(Point annotation records)
====

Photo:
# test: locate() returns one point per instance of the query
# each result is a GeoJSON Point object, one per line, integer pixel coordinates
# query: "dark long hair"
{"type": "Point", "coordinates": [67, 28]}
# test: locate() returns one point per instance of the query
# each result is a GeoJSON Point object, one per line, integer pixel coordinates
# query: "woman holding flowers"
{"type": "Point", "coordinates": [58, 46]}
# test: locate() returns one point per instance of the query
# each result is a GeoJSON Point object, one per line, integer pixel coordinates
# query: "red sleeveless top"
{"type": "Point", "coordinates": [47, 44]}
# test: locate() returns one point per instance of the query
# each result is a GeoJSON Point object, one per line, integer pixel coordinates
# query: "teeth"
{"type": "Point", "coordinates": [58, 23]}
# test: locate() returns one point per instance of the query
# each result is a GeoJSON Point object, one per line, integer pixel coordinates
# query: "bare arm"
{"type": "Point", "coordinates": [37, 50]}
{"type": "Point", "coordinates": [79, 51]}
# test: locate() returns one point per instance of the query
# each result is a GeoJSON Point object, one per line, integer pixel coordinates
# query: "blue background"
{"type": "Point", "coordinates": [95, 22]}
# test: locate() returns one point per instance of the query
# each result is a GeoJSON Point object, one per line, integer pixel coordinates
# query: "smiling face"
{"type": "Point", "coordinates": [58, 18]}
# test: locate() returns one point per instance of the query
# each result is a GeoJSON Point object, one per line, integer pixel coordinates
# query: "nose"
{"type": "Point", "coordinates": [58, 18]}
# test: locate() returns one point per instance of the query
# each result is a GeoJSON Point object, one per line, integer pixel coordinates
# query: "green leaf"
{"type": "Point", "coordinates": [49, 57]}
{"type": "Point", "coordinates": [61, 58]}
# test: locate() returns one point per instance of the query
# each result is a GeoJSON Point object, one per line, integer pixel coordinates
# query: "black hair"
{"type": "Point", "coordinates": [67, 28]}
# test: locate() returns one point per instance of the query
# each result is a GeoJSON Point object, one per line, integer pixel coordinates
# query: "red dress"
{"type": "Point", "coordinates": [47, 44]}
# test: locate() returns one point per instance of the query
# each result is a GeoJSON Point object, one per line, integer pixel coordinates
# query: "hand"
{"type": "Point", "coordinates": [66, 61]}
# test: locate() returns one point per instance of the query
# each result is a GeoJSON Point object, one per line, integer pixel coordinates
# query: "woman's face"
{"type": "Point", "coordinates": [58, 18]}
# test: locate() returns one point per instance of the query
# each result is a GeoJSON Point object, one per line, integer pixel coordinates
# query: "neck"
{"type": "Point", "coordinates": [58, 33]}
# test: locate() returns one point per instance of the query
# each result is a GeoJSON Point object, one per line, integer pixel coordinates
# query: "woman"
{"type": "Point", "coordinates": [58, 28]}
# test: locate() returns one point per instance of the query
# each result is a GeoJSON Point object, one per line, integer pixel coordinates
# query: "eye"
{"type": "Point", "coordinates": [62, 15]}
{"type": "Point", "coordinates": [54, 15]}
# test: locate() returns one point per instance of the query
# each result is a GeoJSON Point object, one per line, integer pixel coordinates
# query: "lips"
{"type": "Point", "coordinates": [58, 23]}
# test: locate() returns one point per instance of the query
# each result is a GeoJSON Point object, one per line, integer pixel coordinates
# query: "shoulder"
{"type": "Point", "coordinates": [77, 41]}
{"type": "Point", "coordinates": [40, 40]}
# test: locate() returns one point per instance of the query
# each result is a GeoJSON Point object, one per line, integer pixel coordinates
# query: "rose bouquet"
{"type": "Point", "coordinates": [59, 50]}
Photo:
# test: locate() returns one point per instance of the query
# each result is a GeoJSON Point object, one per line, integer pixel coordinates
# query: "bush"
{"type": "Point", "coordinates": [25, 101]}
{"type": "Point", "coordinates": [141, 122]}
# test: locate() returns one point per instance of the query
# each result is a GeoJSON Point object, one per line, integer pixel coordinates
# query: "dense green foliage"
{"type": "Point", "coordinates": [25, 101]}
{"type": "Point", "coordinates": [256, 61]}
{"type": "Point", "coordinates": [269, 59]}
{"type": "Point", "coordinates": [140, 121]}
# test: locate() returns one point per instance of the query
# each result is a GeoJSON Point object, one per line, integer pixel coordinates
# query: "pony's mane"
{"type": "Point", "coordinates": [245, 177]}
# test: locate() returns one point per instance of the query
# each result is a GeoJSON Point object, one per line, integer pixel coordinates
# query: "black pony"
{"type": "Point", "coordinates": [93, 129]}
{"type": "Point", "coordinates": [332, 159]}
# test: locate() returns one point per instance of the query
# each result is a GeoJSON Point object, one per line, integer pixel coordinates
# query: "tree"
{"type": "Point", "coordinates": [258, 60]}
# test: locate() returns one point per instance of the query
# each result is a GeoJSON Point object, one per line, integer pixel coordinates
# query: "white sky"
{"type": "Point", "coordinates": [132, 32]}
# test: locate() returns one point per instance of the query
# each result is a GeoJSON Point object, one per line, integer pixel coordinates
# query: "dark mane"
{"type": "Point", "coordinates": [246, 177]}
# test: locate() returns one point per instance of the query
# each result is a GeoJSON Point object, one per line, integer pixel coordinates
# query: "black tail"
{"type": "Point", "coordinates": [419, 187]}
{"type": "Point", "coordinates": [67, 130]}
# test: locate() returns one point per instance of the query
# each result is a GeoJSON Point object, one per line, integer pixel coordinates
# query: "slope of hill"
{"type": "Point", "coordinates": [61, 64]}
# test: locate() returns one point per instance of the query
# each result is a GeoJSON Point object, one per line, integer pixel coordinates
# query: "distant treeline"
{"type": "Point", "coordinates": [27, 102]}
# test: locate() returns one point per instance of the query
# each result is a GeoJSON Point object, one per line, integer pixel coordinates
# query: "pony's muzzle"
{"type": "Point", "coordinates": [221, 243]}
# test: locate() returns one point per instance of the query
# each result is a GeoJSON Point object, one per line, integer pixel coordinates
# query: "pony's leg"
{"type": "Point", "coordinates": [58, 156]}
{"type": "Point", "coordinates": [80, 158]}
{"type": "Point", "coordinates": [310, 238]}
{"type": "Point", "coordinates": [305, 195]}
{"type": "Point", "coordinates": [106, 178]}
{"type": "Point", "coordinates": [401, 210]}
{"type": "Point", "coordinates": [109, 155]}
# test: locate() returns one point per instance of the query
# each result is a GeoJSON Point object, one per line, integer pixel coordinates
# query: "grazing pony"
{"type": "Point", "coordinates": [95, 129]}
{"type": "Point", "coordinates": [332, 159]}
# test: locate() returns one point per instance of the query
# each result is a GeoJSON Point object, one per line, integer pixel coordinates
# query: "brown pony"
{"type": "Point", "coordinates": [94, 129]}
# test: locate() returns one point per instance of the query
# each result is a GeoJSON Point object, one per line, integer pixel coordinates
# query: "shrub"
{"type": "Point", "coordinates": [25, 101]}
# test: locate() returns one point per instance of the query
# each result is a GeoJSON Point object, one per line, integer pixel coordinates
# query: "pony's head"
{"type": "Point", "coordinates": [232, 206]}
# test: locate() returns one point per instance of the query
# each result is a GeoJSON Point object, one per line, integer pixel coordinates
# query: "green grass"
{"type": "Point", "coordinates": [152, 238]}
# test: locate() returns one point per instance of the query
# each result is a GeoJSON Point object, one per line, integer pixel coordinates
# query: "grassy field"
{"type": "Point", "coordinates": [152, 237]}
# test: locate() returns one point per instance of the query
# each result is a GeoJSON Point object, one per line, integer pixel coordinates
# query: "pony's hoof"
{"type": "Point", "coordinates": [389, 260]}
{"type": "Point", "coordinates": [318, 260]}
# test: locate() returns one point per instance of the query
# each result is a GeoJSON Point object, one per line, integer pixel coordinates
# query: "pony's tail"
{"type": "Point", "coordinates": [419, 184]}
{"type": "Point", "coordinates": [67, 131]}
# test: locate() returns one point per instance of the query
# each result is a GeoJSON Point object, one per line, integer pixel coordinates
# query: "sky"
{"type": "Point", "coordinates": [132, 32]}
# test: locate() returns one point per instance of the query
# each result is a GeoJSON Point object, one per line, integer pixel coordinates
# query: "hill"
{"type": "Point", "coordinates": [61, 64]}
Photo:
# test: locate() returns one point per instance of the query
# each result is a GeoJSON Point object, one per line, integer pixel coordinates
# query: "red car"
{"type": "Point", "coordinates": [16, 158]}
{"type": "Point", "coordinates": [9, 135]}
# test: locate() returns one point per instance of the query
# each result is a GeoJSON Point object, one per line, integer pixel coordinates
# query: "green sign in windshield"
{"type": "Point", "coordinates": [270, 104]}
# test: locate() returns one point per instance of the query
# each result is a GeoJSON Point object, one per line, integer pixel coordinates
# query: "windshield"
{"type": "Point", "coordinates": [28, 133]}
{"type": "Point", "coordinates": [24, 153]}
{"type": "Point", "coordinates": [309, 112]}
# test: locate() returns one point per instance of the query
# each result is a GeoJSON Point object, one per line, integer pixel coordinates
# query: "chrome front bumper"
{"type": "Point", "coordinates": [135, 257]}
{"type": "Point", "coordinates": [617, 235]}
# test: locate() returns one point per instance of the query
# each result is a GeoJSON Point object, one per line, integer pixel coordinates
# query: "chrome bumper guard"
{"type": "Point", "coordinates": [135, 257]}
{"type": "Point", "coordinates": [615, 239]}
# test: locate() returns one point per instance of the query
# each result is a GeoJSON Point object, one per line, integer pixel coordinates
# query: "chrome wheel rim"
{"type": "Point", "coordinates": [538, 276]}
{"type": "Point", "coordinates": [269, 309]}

====

Collect every line in the entries above that contains the word "hair", matching case exactly, and copy each of those lines.

# query: "dark long hair"
# query: "black hair"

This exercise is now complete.